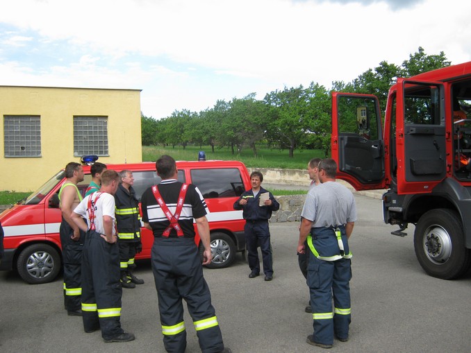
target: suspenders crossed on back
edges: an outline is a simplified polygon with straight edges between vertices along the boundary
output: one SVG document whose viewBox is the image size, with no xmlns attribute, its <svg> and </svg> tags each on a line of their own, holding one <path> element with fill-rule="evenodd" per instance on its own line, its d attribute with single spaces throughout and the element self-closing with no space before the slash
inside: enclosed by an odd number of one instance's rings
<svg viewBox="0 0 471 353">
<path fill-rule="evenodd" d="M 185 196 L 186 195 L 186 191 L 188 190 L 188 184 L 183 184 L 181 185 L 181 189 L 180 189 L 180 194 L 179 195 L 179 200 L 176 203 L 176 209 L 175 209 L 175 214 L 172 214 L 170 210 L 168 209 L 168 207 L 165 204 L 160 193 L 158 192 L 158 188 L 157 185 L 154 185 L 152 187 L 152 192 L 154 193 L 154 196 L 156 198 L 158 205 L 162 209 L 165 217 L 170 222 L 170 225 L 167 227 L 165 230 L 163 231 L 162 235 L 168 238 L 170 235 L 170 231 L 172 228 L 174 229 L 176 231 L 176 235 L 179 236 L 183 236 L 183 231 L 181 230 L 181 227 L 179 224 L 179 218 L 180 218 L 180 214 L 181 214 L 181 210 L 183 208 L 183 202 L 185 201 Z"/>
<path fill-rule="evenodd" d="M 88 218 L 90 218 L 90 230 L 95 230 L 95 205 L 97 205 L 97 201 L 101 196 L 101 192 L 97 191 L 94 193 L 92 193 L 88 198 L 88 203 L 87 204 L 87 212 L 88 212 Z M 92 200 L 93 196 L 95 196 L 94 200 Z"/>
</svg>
******
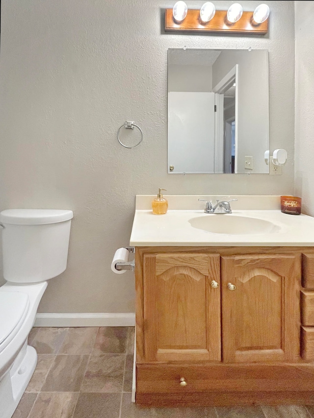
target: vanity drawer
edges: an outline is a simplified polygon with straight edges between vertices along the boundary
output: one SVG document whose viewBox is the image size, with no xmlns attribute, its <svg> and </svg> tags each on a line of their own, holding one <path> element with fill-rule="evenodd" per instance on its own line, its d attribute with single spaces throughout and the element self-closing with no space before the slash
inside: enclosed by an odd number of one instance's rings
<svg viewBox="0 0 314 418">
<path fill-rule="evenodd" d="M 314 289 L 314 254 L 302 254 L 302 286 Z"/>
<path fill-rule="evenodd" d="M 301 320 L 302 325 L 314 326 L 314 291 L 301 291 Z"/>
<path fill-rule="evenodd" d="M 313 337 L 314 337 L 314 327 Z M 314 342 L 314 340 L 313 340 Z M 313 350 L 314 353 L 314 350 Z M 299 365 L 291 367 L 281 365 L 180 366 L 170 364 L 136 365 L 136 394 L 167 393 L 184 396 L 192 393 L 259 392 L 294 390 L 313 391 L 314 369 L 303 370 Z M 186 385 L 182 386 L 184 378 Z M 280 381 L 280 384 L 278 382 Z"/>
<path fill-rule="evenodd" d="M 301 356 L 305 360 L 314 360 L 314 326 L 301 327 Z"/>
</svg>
******
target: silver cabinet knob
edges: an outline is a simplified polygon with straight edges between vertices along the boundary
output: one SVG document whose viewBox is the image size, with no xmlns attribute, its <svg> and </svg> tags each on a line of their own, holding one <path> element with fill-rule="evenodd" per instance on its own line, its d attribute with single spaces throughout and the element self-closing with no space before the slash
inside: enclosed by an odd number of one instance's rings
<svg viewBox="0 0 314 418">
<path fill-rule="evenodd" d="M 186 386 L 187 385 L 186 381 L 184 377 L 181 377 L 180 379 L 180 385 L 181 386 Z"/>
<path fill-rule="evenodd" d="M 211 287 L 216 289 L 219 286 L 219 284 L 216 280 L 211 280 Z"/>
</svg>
******
_EXERCISE REQUIREMENTS_
Echo verbatim the stretch of the records from the line containing "target: vanity drawer" through the line containing "301 320 L 302", with both of those lines included.

_RESULT_
target: vanity drawer
edges: an outline is a simplified polygon with straight edges between vertices along the boundary
output: one SVG document whose viewBox is the image size, with no xmlns attribute, its <svg> and </svg> tags each on a line of their own, holding one <path> element with fill-rule="evenodd" per instance on its own line, its d attribute with single spaces throughout and the element self-closing with no space before the slash
inside: enclosed by an odd number of one instance's rings
<svg viewBox="0 0 314 418">
<path fill-rule="evenodd" d="M 314 289 L 314 254 L 302 254 L 302 286 Z"/>
<path fill-rule="evenodd" d="M 301 320 L 302 325 L 314 326 L 314 291 L 301 291 Z"/>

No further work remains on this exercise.